(DESCRIPTION OF THE TASK) Your answer must be every record below, written out exactly as it appears.

[SOURCE RECORDS]

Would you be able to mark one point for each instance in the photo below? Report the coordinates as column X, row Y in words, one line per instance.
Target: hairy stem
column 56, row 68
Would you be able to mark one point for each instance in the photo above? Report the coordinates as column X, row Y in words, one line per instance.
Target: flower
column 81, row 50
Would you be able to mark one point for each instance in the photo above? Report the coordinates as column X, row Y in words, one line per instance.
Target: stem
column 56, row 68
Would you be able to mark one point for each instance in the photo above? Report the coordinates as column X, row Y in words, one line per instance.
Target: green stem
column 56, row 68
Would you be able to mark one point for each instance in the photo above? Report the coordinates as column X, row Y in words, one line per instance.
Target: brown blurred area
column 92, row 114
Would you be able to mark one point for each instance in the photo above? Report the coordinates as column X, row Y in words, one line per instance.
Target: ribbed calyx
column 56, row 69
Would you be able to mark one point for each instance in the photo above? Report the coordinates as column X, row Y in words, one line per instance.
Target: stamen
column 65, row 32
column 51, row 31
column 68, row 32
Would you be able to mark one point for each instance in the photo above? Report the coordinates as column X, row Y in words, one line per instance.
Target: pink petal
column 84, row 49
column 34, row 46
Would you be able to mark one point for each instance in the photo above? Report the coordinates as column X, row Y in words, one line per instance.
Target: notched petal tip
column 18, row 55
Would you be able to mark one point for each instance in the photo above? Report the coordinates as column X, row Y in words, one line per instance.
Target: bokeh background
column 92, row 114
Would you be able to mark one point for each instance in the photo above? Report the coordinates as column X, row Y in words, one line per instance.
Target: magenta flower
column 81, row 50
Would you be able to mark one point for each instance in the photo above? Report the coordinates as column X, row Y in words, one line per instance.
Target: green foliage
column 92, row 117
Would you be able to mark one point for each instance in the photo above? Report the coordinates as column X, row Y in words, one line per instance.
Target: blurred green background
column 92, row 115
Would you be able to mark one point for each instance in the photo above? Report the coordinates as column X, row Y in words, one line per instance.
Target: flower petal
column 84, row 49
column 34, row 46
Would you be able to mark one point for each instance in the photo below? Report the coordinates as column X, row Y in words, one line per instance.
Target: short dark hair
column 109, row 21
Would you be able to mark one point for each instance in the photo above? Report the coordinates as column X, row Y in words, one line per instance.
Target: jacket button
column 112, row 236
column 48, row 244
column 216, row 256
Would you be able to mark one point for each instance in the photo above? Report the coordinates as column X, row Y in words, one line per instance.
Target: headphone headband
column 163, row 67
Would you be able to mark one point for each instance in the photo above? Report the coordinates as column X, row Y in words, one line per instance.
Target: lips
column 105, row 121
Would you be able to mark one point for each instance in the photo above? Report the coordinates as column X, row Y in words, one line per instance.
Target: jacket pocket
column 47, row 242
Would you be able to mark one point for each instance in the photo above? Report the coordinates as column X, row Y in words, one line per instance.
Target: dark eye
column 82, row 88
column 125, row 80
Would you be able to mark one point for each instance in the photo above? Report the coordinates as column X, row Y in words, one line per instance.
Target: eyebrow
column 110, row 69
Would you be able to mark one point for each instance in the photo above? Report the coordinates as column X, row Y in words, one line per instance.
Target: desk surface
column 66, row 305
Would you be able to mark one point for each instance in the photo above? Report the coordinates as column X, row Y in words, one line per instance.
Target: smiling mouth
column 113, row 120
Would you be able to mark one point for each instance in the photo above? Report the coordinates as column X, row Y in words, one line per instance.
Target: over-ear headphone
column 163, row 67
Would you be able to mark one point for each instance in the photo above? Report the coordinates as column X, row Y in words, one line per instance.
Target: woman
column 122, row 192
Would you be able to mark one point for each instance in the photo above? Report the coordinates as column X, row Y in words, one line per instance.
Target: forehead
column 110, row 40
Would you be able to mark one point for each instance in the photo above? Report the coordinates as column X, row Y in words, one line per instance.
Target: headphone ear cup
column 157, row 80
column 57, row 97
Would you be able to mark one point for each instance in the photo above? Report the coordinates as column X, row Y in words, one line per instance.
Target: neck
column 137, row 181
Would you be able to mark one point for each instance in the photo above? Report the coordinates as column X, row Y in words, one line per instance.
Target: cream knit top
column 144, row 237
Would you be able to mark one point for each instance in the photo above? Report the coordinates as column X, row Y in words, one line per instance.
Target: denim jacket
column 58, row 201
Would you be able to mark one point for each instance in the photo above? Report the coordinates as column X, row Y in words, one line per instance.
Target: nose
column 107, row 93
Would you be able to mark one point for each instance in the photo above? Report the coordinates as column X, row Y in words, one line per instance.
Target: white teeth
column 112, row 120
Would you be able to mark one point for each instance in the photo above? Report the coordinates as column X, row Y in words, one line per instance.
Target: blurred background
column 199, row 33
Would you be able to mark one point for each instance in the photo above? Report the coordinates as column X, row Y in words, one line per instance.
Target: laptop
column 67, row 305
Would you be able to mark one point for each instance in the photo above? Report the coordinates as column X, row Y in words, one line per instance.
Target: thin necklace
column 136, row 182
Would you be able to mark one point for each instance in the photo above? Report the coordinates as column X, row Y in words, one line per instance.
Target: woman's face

[/SOURCE RECORDS]

(PROBLEM SOLUTION)
Would you be able to mark one point for each instance in the photo below? Report the coordinates as column X, row Y in words, one line per instance.
Target: hairy stem
column 56, row 68
Would you be able to mark one point for each instance in the photo above? Report the coordinates as column X, row Y in words, one line per instance.
Target: flower
column 81, row 50
Would you be able to mark one point for each instance in the photo above? Report the coordinates as column X, row Y in words, one line per instance.
Target: stem
column 56, row 68
Would you be able to mark one point for each instance in the photo above? Report the coordinates as column X, row Y in words, one line per instance.
Target: green stem
column 56, row 68
Would you be able to mark one point for each instance in the photo above? Report the coordinates as column X, row Y in words, one line per instance.
Target: brown blurred area
column 92, row 114
Would you be able to mark one point for each instance in the photo above? Report the coordinates as column X, row Y in words, one line per instance.
Target: ribbed calyx
column 56, row 69
Would you be able to mark one point for each instance in the photo above? Report the coordinates as column X, row Y in words, one line per instance.
Target: stamen
column 65, row 32
column 51, row 31
column 68, row 32
Would you be able to mark one point for each instance in the photo above? Report the coordinates as column X, row Y in words, one line per instance.
Target: pink petal
column 84, row 49
column 34, row 46
Would you be able to mark one point for each instance in the photo above? Report the coordinates as column X, row Y in words, one line per instance.
Target: notched petal tip
column 18, row 55
Would you be able to mark one point for each instance in the photo above? Report the coordinates as column X, row Y in words, one line per instance.
Target: bokeh background
column 92, row 114
Would you be able to mark one point for each instance in the photo above? Report the coordinates as column X, row Y in words, one line per instance.
Target: magenta flower
column 81, row 50
Would you be able to mark one point for each instance in the photo above? Report the coordinates as column X, row Y in words, one line per instance.
Target: green foliage
column 92, row 117
Would you be able to mark one point for each instance in the photo above? Report the coordinates as column X, row Y in words, one line per instance.
Target: blurred green background
column 92, row 115
Would you be able to mark one point for each instance in the photo above? Report the coordinates as column X, row Y in words, one line per instance.
Target: flower petal
column 84, row 49
column 34, row 46
Would you be able to mark one point for each instance in the photo below? Report the coordinates as column X, row Y in words, one line per instance.
Target: short dark hair
column 109, row 21
Would you be able to mark one point for each instance in the photo above? Report the coordinates as column X, row Y in words, one line per instance.
Target: jacket button
column 112, row 236
column 48, row 244
column 216, row 256
Would you be able to mark one point for each instance in the photo above? Report the coordinates as column X, row Y in words, one line per instance.
Target: headphone headband
column 163, row 67
Would you be able to mark one point for each instance in the photo above? Report the coordinates as column X, row Y in words, one line per instance.
Target: lips
column 105, row 121
Would you be able to mark one point for each instance in the photo above? Report the coordinates as column X, row Y in words, one line per instance.
Target: jacket pocket
column 47, row 242
Would you be able to mark one point for each instance in the photo above? Report the coordinates as column X, row Y in words, one line per instance.
Target: dark eye
column 82, row 88
column 125, row 80
Would you be able to mark one point for each instance in the photo above? Report the coordinates as column X, row Y in words, one line per instance.
Target: eyebrow
column 110, row 69
Would you be able to mark one point for each instance in the photo above? Report the coordinates as column X, row Y in words, one line per instance.
Target: desk surface
column 66, row 305
Would you be able to mark one point for each instance in the photo above? Report the coordinates as column X, row Y in words, one line per instance.
Target: smiling mouth
column 113, row 120
Would you be able to mark one point for each instance in the photo above? Report the coordinates as column X, row Y in words, one line per instance.
Target: over-ear headphone
column 163, row 67
Would you be able to mark one point for each instance in the photo above? Report the coordinates as column X, row Y in words, one line per instance.
Target: woman
column 122, row 192
Would you be able to mark one point for each instance in the photo above? Report the coordinates as column X, row Y in words, one line per instance.
Target: forehead
column 110, row 40
Would you be able to mark one point for each instance in the photo above? Report the coordinates as column X, row Y in words, one line per instance.
Target: headphone ear cup
column 157, row 80
column 57, row 97
Would you be able to mark one point for each instance in the photo above? Report the coordinates as column X, row Y in words, one line per instance.
Target: neck
column 137, row 181
Would you be able to mark one point for each instance in the photo above? Report the coordinates as column X, row Y in words, one line per instance.
Target: cream knit top
column 144, row 237
Would you be able to mark one point for each instance in the photo above? Report the coordinates as column X, row Y in words, one line per instance.
Target: denim jacket
column 58, row 201
Would you be able to mark one point for each instance in the photo above? Report the coordinates as column X, row Y in words, one line per instance.
Target: nose
column 107, row 93
Would you be able to mark one point for each instance in the photo above? Report the coordinates as column X, row Y in words, one line per instance.
Target: white teeth
column 112, row 120
Would you be able to mark one point for each instance in the photo above? Report the coordinates as column X, row Y in words, one line per instance.
Target: blurred background
column 199, row 33
Would you be able to mark one point for each instance in the photo above? Report the coordinates as column X, row Y in words, one line per instance.
Target: laptop
column 67, row 305
Would you be able to mark one point for each instance in the photo above? Report the coordinates as column X, row Y in words, one line per instance.
Target: thin necklace
column 136, row 182
Would you be able to mark one point for each instance in the photo above? Report the coordinates as column X, row Y in words, one line per instance.
Target: woman's face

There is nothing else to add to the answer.